TASK DESCRIPTION:
Word for word, retype every entry in the listing.

Position identification records:
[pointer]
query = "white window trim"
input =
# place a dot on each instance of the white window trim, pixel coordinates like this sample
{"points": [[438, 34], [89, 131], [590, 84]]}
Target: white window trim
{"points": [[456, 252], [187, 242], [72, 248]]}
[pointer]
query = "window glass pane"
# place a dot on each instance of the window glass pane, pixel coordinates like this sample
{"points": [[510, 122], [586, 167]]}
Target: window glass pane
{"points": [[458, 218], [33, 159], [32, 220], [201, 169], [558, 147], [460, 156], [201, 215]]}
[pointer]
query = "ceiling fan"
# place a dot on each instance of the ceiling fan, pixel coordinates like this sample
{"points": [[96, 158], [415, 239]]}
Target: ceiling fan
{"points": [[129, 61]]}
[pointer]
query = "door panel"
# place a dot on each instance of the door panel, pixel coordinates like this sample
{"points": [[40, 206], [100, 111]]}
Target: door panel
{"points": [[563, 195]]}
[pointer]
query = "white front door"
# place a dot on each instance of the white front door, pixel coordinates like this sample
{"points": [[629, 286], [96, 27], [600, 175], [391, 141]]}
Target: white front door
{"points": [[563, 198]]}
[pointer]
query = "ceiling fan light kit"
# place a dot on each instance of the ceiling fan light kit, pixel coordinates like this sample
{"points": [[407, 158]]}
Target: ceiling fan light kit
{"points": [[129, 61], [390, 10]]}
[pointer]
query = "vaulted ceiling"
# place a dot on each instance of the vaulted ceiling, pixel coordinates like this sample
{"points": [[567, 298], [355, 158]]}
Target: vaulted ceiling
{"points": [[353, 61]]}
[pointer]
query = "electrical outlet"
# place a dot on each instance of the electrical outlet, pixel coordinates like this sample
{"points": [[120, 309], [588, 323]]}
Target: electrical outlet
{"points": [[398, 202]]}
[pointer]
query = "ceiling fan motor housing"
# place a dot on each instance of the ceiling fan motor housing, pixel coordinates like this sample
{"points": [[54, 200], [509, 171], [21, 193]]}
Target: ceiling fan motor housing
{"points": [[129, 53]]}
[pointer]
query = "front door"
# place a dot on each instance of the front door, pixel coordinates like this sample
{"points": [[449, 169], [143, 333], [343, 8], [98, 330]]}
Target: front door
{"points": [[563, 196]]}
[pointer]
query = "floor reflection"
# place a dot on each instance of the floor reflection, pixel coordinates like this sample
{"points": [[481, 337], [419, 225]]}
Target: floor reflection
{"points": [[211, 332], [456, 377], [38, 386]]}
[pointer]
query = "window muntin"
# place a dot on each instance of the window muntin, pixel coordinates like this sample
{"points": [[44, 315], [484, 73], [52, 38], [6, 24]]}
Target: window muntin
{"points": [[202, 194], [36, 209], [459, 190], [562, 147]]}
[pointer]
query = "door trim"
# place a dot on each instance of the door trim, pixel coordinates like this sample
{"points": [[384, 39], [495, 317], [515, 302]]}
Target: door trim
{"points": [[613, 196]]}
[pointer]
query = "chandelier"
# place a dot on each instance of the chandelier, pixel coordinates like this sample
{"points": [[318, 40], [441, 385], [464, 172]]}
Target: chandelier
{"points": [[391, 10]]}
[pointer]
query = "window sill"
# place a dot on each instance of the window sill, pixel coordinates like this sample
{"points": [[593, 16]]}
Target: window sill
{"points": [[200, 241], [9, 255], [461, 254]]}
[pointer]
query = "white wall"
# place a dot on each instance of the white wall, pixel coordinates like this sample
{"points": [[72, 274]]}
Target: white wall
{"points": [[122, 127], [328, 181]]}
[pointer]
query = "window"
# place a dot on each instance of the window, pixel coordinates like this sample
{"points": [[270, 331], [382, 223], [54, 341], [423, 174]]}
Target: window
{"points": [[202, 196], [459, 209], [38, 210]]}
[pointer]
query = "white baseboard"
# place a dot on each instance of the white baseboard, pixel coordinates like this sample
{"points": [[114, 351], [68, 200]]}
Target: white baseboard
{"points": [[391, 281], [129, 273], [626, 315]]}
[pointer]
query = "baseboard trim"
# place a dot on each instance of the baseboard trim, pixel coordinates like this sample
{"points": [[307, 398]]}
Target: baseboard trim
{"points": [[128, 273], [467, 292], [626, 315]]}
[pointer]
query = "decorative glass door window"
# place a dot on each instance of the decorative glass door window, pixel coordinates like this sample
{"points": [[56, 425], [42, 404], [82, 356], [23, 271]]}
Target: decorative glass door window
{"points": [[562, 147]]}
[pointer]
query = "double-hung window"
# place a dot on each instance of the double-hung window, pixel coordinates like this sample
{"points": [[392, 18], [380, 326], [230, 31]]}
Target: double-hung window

WRITTEN SOLUTION:
[pointer]
query = "white window trim"
input =
# place a dot on each instance of the white window trim, pixel coordinates like this sample
{"points": [[438, 34], [89, 131], [590, 84]]}
Target: white window trim
{"points": [[456, 252], [187, 242], [72, 248]]}
[pointer]
query = "window glass pane"
# place a dot on each instance of the window glass pane, pixel coordinates like this sample
{"points": [[510, 122], [586, 167]]}
Target: window glass pane
{"points": [[458, 218], [33, 159], [32, 220], [201, 169], [558, 147], [460, 156], [201, 215]]}
[pointer]
query = "ceiling fan"
# place a dot on each instance of the ceiling fan, pixel coordinates like this sample
{"points": [[96, 158], [415, 239]]}
Target: ceiling fan
{"points": [[129, 61]]}
[pointer]
query = "door panel"
# place a dot on each instance of the door panel, pixel coordinates like this sample
{"points": [[40, 206], [100, 111]]}
Target: door panel
{"points": [[563, 195]]}
[pointer]
query = "white front door"
# place a dot on each instance of the white front door, pixel coordinates like this sample
{"points": [[629, 286], [96, 27], [600, 175], [391, 141]]}
Target: white front door
{"points": [[563, 198]]}
[pointer]
query = "ceiling fan light kit"
# place a dot on each instance of the ceiling fan light kit, pixel coordinates like this sample
{"points": [[407, 158]]}
Target: ceiling fan light kit
{"points": [[129, 61], [390, 10]]}
[pointer]
query = "vaulted ceiling"
# place a dot on each instance of the vaulted ceiling, pixel coordinates like this sample
{"points": [[567, 298], [355, 158]]}
Target: vaulted ceiling
{"points": [[353, 61]]}
[pointer]
query = "electrical outlet"
# place a dot on each instance of the electrical outlet, pixel coordinates like this sample
{"points": [[120, 309], [588, 323]]}
Target: electrical outlet
{"points": [[398, 202]]}
[pointer]
query = "ceiling fan motor housing"
# place a dot on each instance of the ceiling fan motor housing, pixel coordinates like this sample
{"points": [[54, 200], [509, 171], [21, 193]]}
Target: ceiling fan motor housing
{"points": [[129, 53]]}
[pointer]
query = "front door"
# place a dot on each instance of the front door, pixel coordinates like this sample
{"points": [[449, 169], [143, 333], [343, 8], [98, 330]]}
Target: front door
{"points": [[563, 196]]}
[pointer]
query = "floor reflection"
# place a dot on each instance of the floor reflection, pixel coordinates like this sample
{"points": [[481, 337], [419, 225]]}
Target: floor reflection
{"points": [[211, 332], [456, 377], [38, 386]]}
[pointer]
query = "window muntin"
# place a dot on each instance of the window muntin, pixel coordinates like this sample
{"points": [[44, 315], [484, 73], [52, 38], [6, 24]]}
Target: window muntin
{"points": [[202, 194], [36, 209], [459, 190], [562, 147]]}
[pointer]
query = "door trim"
# place a dot on each instance of the door trim, pixel coordinates like this sample
{"points": [[384, 39], [495, 317], [515, 302]]}
Target: door trim
{"points": [[613, 196]]}
[pointer]
query = "chandelier"
# place a dot on each instance of the chandelier, pixel coordinates like this sample
{"points": [[318, 40], [441, 385], [464, 172]]}
Target: chandelier
{"points": [[391, 10]]}
[pointer]
query = "window sill"
# place a dot on each instance of the window sill, pixel coordinates like this sample
{"points": [[593, 16]]}
Target: window sill
{"points": [[200, 241], [9, 255], [461, 254]]}
[pointer]
query = "white wall"
# place a dot on each instance of the white wall, pixel coordinates like this sample
{"points": [[72, 274]]}
Target: white wall
{"points": [[122, 127], [328, 181]]}
[pointer]
query = "window"
# place a dot on each instance of the window, pixel coordinates like this sample
{"points": [[270, 331], [382, 223], [54, 341], [423, 174]]}
Target: window
{"points": [[202, 196], [459, 209], [38, 210]]}
[pointer]
query = "white baseboard"
# place a dot on each instance of the white baseboard, pixel coordinates like this sample
{"points": [[114, 351], [68, 200]]}
Target: white baseboard
{"points": [[391, 281], [129, 273], [626, 315]]}
[pointer]
query = "baseboard trim"
# place a dot on each instance of the baseboard trim, pixel coordinates like this sample
{"points": [[307, 398]]}
Target: baseboard trim
{"points": [[128, 273], [467, 292], [626, 315]]}
[pointer]
query = "decorative glass door window"
# place a dot on each instance of the decorative glass door window, pixel coordinates like this sample
{"points": [[56, 425], [42, 404], [82, 356], [23, 271]]}
Target: decorative glass door window
{"points": [[562, 147]]}
[pointer]
query = "double-hung window"
# place a dot on each instance of the double-hung window, pixel coordinates like this sample
{"points": [[392, 18], [380, 326], [230, 31]]}
Target: double-hung window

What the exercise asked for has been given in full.